Location labeling records
-- Start --
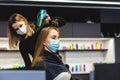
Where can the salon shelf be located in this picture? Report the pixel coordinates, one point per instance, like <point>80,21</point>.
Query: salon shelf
<point>85,58</point>
<point>83,50</point>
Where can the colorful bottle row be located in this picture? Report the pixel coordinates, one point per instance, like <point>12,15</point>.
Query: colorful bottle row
<point>83,46</point>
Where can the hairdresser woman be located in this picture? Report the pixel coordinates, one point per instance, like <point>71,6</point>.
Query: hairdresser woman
<point>23,35</point>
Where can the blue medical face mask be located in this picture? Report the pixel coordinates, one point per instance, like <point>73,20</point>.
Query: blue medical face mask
<point>22,30</point>
<point>54,45</point>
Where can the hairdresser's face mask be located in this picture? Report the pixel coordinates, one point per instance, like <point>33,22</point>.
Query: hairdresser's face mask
<point>54,45</point>
<point>22,30</point>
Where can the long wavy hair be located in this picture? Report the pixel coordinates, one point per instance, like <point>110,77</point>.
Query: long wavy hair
<point>13,37</point>
<point>38,54</point>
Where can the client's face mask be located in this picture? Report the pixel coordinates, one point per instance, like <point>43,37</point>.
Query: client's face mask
<point>22,30</point>
<point>54,45</point>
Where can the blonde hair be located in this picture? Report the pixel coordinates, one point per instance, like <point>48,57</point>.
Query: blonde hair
<point>12,35</point>
<point>38,54</point>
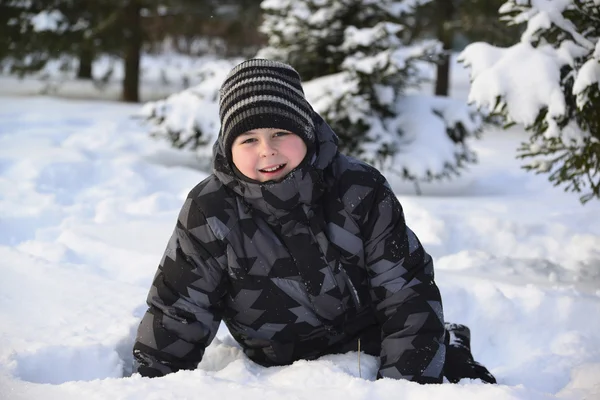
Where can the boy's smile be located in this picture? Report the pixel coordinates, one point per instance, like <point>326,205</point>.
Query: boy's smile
<point>267,154</point>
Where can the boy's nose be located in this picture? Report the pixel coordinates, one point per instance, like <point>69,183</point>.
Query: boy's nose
<point>267,149</point>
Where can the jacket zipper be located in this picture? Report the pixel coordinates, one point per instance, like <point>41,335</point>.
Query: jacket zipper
<point>353,291</point>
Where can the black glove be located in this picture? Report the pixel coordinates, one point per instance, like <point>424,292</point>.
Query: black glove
<point>460,364</point>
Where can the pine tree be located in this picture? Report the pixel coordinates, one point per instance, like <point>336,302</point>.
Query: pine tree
<point>372,47</point>
<point>562,43</point>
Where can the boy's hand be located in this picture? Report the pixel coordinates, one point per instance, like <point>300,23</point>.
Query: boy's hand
<point>460,364</point>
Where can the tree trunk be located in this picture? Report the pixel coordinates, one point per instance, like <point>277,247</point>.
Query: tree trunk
<point>446,36</point>
<point>86,58</point>
<point>132,50</point>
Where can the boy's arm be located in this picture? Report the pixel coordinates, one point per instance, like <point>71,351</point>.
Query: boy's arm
<point>406,299</point>
<point>184,300</point>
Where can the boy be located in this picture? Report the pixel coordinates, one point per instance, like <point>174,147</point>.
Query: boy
<point>300,250</point>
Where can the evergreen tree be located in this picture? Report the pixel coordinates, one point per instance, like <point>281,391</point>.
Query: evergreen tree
<point>374,49</point>
<point>561,46</point>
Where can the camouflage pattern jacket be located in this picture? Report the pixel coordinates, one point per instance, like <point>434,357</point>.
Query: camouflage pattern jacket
<point>296,269</point>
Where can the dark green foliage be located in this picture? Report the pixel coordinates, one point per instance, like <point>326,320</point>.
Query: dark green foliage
<point>570,160</point>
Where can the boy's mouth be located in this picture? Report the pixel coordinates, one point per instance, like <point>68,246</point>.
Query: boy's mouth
<point>273,169</point>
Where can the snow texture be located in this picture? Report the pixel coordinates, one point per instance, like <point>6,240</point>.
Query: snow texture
<point>87,204</point>
<point>526,78</point>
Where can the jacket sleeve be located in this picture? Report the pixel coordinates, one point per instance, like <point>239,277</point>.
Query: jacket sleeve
<point>184,300</point>
<point>406,299</point>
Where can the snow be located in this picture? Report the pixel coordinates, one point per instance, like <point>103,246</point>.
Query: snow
<point>160,76</point>
<point>88,202</point>
<point>535,84</point>
<point>47,21</point>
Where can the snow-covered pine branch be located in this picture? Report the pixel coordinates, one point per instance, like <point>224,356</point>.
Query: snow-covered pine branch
<point>549,82</point>
<point>356,50</point>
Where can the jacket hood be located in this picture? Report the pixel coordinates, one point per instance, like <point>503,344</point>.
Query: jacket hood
<point>304,185</point>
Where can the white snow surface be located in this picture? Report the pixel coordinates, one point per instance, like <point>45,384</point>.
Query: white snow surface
<point>88,202</point>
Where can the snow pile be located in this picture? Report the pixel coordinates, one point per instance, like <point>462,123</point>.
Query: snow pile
<point>88,201</point>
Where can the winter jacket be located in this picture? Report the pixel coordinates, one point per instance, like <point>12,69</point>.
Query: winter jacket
<point>296,269</point>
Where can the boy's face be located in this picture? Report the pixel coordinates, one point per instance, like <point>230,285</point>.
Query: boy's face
<point>267,154</point>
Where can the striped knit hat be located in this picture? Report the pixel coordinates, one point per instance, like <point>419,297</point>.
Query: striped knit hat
<point>263,94</point>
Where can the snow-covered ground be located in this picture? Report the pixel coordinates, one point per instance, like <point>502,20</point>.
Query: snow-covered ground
<point>88,201</point>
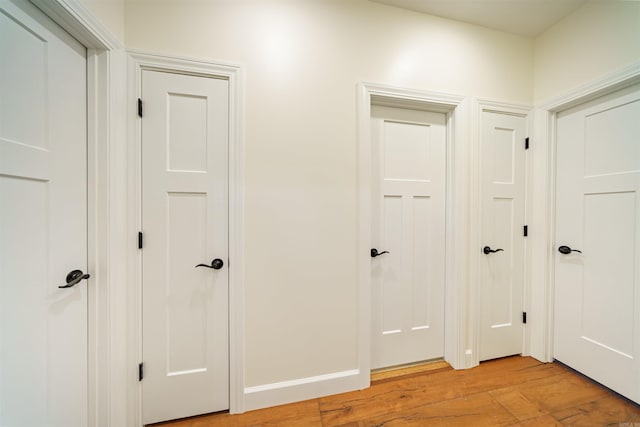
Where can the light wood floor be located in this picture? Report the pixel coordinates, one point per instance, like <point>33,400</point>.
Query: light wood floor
<point>515,391</point>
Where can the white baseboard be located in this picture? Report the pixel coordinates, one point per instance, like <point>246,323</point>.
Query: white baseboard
<point>264,396</point>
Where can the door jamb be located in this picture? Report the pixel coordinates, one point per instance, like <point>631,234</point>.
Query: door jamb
<point>456,292</point>
<point>481,105</point>
<point>105,131</point>
<point>139,61</point>
<point>543,213</point>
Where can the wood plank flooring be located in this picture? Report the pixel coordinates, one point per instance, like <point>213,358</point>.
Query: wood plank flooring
<point>514,391</point>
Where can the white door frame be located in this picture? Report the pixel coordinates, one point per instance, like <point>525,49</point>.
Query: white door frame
<point>543,210</point>
<point>106,202</point>
<point>139,61</point>
<point>479,106</point>
<point>456,251</point>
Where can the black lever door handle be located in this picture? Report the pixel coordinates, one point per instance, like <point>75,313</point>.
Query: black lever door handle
<point>74,277</point>
<point>567,250</point>
<point>375,253</point>
<point>487,250</point>
<point>216,264</point>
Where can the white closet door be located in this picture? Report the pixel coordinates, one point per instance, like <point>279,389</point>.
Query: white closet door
<point>502,231</point>
<point>597,280</point>
<point>408,218</point>
<point>185,223</point>
<point>43,221</point>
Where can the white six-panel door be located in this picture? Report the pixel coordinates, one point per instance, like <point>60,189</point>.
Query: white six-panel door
<point>185,223</point>
<point>502,221</point>
<point>408,220</point>
<point>43,221</point>
<point>597,280</point>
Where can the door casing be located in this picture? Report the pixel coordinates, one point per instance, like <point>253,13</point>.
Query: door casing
<point>139,61</point>
<point>456,291</point>
<point>479,106</point>
<point>106,200</point>
<point>543,210</point>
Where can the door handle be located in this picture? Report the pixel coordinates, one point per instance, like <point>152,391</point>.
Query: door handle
<point>216,264</point>
<point>567,250</point>
<point>74,277</point>
<point>375,253</point>
<point>487,250</point>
-- End --
TASK DETAILS ::
From the listing above, reproduce the lines from the one containing "Where can the blonde" up to and including the one containing "<point>267,149</point>", leaving out the pictures.

TASK OUTPUT ::
Where can the blonde hair be located in this picture? Report the pixel coordinates, one point per instance, like <point>48,57</point>.
Query: blonde hair
<point>12,35</point>
<point>38,54</point>
Where can the boy's smile be located in this picture? Report the pixel coordinates, one point per instance, like <point>326,205</point>.
Query: boy's smile
<point>267,154</point>
Where can the boy's nose be located in this picture? Report the pixel coordinates, one point per instance, like <point>69,183</point>.
Query: boy's nose
<point>267,149</point>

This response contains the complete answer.